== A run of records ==
↓
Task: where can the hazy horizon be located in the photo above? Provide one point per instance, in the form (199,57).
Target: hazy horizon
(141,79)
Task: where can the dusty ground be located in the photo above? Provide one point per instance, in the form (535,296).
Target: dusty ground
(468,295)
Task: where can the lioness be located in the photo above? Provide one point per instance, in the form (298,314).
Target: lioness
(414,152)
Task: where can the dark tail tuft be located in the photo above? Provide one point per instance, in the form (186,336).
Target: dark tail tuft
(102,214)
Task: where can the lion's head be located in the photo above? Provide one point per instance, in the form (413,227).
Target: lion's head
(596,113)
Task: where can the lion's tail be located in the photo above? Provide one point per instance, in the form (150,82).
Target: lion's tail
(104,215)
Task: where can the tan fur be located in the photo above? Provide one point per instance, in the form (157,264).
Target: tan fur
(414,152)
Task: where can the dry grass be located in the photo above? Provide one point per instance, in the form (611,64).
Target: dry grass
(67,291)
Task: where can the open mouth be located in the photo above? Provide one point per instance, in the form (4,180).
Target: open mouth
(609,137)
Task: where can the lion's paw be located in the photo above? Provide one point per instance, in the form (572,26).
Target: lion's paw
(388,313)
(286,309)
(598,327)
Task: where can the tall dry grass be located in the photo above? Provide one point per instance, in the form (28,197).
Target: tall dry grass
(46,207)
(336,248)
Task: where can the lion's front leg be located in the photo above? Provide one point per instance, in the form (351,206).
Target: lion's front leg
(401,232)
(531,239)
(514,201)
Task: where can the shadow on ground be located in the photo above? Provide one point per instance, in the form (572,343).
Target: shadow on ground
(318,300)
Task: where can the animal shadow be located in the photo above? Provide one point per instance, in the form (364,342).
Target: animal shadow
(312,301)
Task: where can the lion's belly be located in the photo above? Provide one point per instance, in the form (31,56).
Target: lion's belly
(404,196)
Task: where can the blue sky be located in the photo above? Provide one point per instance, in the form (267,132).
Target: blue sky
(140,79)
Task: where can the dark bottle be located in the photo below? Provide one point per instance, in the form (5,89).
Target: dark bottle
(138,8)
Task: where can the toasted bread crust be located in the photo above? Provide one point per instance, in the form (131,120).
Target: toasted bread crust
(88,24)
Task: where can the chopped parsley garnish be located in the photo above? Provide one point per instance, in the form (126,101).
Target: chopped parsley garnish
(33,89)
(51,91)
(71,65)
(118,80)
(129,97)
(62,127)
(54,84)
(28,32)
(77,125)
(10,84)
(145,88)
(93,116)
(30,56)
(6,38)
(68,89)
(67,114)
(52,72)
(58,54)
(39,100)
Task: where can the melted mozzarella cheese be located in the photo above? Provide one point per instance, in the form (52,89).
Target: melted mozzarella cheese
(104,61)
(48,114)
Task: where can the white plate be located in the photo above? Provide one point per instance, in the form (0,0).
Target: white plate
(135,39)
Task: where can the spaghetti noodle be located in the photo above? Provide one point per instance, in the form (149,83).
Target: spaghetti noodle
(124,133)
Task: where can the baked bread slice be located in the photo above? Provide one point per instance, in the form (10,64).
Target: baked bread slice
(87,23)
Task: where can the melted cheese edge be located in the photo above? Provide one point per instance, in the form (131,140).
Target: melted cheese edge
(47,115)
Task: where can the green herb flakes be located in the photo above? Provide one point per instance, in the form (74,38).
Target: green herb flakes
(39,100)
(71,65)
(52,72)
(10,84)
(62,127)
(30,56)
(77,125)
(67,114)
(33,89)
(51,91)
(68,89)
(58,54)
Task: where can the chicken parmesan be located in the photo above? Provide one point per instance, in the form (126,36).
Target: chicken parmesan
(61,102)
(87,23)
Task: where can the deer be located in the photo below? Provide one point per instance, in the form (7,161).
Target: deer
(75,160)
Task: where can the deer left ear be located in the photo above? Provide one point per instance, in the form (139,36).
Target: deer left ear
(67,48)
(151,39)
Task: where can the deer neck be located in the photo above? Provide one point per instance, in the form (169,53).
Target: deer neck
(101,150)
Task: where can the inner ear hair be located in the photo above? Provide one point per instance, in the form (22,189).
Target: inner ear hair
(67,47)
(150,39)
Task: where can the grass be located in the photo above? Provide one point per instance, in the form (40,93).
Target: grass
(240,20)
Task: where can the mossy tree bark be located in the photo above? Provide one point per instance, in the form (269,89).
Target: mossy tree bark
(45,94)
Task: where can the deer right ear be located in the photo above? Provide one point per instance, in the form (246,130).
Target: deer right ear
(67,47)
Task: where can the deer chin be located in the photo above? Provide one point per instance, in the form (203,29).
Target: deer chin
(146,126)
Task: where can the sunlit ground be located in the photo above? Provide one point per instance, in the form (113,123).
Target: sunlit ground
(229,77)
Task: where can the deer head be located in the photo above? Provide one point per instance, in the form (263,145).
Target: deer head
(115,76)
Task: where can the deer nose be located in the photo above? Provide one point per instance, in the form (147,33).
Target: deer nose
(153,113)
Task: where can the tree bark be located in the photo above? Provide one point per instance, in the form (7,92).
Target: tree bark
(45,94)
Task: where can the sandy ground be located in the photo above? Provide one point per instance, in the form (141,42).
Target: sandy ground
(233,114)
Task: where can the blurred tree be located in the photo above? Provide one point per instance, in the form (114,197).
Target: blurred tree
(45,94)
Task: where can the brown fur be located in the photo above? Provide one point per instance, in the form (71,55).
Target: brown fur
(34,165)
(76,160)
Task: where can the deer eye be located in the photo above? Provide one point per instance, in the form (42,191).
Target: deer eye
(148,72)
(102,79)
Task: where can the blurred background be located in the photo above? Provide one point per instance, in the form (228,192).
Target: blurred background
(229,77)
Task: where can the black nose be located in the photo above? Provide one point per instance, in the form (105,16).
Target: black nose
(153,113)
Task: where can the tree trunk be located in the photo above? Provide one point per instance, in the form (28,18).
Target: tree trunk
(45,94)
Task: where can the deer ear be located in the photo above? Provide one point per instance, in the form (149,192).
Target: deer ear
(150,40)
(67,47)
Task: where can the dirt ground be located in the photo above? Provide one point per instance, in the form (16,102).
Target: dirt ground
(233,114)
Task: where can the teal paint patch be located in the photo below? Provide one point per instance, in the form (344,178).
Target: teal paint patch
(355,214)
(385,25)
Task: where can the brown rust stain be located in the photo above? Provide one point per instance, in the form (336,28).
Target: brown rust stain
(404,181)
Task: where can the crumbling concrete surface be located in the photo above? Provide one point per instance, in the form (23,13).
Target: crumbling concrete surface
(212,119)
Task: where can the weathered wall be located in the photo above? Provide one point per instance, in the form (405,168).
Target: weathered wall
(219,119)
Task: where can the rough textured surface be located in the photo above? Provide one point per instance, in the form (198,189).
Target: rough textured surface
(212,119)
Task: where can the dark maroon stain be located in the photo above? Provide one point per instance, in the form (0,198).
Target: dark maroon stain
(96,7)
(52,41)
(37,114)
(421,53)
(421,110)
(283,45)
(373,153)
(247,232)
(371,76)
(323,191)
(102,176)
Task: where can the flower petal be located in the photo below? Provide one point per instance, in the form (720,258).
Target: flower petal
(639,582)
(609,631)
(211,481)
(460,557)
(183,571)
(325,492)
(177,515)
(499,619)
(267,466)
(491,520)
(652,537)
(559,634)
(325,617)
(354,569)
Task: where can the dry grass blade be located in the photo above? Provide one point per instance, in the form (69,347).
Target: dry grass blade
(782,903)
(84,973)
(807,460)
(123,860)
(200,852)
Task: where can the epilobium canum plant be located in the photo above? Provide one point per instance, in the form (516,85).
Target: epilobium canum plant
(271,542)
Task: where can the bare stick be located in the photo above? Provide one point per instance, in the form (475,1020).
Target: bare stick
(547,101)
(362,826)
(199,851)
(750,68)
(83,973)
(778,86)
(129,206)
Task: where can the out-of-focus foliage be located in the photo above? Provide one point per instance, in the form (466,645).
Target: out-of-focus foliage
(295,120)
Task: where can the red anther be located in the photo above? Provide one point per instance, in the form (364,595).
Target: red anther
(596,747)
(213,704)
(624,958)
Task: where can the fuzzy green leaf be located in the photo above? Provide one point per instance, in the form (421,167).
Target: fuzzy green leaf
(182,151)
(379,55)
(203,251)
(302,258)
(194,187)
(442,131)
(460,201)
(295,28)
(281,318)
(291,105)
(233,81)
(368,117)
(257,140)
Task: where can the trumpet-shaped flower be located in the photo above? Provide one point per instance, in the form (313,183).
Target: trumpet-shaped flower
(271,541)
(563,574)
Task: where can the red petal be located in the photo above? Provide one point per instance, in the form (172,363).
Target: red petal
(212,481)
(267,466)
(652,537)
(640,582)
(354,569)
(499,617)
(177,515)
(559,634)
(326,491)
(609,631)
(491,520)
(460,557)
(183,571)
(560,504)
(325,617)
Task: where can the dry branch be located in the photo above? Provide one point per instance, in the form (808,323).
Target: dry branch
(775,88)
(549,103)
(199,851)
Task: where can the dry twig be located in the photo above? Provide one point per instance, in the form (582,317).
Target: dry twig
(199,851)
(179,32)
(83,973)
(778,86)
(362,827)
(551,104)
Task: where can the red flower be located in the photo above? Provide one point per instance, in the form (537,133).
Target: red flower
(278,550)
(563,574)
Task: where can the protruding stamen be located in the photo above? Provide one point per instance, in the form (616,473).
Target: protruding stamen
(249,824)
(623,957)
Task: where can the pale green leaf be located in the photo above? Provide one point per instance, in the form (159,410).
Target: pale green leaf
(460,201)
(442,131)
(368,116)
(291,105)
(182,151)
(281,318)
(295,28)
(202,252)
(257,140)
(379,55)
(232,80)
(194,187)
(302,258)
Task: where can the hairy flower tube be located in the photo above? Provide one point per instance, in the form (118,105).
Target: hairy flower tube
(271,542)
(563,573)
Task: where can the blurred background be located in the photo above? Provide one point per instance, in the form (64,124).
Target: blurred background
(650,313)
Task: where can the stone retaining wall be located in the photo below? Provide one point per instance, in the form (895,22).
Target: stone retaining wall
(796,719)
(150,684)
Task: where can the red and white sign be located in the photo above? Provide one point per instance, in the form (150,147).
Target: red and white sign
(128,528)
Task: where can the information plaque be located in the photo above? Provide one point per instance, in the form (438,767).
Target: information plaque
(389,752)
↑
== Aim ==
Reproduce only the lines running from the one that contains "Task: where can the hairy" to the last line of the records.

== Task solution ==
Task: where can the hairy flower tube be located in the photo above? Provide one point per instance, in the form (118,105).
Target: hairy flower tube
(271,542)
(563,573)
Task: where can the blurred background be located in the photo above? Provide one point per instance, in the form (64,124).
Target: blurred background
(650,313)
Task: where can the stone retaining wall be located in the photo below? Provide one point per instance, in the form (895,22).
Target: stone retaining wall
(796,719)
(150,684)
Task: where can the red and white sign be located in the photo above? Provide one point per instance, in the form (150,147).
Target: red and white sign
(128,528)
Task: where can the information plaque be located in the photo above? Provide one point per instance, in the form (438,767).
Target: information plaque
(389,752)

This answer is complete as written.